*Your goal:* Please repeat the material from its start up to and including the line with "636 251 L 602", swapping "beige wall" for "tan wall" and keeping everything else the same. Leave out the pictures.

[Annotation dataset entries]
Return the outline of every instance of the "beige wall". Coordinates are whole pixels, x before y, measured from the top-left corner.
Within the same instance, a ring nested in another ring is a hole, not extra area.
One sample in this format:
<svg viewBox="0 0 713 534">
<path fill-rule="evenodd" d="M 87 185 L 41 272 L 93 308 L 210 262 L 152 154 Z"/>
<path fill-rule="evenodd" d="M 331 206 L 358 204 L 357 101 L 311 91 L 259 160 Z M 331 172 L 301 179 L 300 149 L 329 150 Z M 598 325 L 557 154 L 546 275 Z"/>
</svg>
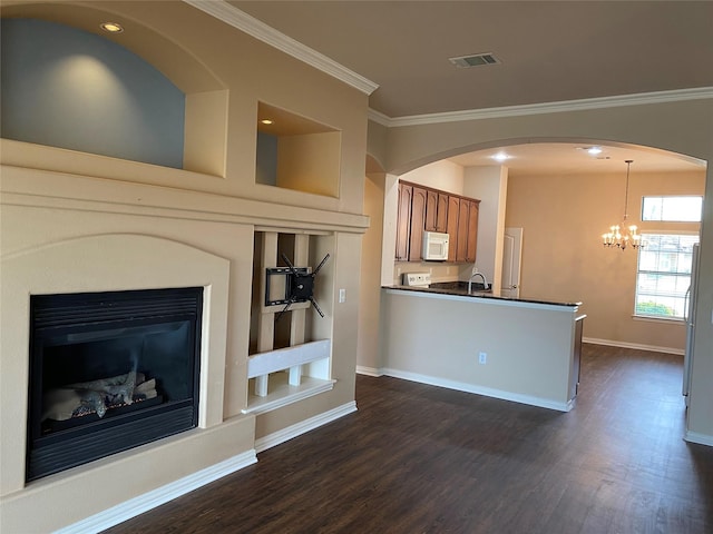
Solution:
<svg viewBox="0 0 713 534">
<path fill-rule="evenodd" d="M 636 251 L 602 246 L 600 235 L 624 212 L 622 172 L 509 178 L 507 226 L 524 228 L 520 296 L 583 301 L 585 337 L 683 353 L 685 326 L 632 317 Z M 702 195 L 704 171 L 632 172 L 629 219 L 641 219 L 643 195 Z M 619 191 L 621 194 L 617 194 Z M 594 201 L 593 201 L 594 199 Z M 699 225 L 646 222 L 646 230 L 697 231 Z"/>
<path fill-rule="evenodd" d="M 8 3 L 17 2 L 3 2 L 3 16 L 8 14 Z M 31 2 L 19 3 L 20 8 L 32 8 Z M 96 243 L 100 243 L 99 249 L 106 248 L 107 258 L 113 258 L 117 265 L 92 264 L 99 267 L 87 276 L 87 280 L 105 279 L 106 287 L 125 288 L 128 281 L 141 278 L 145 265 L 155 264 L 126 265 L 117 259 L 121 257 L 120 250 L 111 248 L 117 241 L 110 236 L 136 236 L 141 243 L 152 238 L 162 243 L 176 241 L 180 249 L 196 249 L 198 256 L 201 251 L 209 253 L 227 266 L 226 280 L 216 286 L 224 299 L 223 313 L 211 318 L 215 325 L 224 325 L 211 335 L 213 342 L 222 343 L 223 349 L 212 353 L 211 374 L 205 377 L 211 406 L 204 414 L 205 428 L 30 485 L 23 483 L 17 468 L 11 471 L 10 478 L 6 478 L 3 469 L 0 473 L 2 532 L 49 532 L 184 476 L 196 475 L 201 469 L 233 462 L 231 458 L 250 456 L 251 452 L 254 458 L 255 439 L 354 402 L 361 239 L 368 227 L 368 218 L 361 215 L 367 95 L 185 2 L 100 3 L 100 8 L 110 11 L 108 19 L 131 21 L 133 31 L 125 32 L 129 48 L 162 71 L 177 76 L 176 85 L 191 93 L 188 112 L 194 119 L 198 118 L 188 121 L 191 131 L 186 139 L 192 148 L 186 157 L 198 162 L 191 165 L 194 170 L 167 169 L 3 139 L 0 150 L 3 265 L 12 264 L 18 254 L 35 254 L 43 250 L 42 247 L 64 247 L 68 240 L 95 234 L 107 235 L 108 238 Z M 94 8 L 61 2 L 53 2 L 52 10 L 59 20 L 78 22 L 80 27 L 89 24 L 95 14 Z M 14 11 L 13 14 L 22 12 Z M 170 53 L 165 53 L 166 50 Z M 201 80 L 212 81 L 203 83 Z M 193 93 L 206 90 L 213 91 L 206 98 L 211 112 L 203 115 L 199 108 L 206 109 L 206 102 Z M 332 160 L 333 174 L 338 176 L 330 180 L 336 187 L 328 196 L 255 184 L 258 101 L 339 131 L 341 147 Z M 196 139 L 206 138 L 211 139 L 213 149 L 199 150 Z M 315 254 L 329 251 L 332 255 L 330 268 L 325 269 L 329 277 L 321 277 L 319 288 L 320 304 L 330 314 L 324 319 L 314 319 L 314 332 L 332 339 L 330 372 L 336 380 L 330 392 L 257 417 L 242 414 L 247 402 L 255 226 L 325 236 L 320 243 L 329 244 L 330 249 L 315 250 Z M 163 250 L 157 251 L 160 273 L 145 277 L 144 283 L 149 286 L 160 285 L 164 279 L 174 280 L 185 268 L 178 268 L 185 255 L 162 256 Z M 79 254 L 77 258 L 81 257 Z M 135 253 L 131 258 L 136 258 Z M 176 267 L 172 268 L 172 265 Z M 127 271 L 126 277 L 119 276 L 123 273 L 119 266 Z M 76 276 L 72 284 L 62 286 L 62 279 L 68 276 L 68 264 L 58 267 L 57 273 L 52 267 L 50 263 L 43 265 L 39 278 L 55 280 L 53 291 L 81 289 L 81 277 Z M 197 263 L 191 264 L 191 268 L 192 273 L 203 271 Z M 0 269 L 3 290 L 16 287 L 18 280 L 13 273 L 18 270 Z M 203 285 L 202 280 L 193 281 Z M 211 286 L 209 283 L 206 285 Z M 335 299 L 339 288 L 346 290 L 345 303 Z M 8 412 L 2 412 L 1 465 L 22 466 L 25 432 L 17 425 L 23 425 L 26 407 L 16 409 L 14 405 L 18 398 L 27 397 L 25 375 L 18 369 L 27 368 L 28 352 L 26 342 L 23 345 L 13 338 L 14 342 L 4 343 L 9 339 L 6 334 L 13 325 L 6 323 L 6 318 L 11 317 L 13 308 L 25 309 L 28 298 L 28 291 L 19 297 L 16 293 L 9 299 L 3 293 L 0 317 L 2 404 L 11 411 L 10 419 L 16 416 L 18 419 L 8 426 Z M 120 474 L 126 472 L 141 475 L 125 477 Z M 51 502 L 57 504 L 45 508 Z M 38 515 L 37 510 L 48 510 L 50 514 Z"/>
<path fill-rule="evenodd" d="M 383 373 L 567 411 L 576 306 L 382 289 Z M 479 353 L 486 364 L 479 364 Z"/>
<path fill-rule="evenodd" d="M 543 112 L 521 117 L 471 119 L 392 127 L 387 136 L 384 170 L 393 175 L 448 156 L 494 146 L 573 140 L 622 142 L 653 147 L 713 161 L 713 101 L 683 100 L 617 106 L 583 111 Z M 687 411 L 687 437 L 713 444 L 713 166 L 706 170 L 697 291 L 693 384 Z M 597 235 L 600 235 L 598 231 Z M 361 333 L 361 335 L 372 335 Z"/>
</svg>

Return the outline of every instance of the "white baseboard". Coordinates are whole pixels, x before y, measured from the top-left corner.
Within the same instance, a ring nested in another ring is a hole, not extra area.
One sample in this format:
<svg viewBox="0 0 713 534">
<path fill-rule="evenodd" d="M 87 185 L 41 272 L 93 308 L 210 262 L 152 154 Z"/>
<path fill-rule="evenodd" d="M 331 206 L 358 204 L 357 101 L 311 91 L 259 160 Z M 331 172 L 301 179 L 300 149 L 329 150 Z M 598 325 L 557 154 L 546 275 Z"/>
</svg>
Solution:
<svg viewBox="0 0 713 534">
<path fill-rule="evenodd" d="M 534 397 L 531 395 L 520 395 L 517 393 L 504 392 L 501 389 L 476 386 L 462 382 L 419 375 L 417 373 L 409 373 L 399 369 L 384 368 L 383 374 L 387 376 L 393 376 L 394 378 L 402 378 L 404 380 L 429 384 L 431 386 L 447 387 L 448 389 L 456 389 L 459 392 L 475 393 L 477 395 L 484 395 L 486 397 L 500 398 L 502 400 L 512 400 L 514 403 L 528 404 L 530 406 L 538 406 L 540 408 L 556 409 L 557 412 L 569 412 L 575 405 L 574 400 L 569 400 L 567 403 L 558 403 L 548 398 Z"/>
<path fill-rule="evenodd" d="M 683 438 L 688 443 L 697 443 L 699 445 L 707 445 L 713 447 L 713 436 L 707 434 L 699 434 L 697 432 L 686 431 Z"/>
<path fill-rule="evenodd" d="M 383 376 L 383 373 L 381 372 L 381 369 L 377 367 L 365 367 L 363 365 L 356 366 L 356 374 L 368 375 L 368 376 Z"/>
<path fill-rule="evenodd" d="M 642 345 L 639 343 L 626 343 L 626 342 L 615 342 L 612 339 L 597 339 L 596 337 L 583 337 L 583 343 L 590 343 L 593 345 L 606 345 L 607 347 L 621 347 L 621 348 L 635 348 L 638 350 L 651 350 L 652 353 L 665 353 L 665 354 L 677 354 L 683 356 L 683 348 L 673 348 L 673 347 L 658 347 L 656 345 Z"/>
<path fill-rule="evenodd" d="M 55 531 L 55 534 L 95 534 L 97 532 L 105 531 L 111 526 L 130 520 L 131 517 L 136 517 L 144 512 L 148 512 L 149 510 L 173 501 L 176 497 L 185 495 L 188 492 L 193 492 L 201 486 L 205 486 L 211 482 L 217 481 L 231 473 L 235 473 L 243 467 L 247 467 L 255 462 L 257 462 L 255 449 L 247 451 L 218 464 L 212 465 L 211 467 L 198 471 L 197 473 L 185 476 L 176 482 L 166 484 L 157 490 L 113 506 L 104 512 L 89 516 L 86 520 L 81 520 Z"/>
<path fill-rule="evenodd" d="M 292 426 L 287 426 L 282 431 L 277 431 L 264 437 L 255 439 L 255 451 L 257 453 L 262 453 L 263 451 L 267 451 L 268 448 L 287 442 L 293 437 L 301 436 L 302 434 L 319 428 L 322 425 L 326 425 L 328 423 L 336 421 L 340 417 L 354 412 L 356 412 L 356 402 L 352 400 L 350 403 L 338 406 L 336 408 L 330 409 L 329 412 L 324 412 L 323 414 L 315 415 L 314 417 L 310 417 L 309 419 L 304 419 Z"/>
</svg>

*Solved problem:*
Return the outline of every instance of the "tan wall". Coordinates are whole pixels, x before y, measured from the top-left corner.
Within the same instance, a ring nested in another ring is a hole, not extra area.
One sample in this format:
<svg viewBox="0 0 713 534">
<path fill-rule="evenodd" d="M 87 185 L 41 272 L 93 308 L 210 262 L 152 154 Z"/>
<path fill-rule="evenodd" d="M 331 206 L 358 204 L 357 101 L 311 91 L 259 160 Z M 331 172 L 301 179 L 300 149 L 329 150 Z M 598 325 L 557 154 L 546 275 Z"/>
</svg>
Solution:
<svg viewBox="0 0 713 534">
<path fill-rule="evenodd" d="M 636 251 L 602 246 L 600 235 L 624 212 L 622 172 L 509 178 L 507 226 L 524 228 L 520 296 L 583 301 L 585 337 L 683 353 L 685 326 L 632 317 Z M 702 195 L 704 171 L 632 172 L 629 219 L 641 219 L 643 195 Z M 619 191 L 621 194 L 617 194 Z M 594 201 L 593 201 L 594 199 Z M 699 225 L 646 222 L 646 230 L 697 231 Z"/>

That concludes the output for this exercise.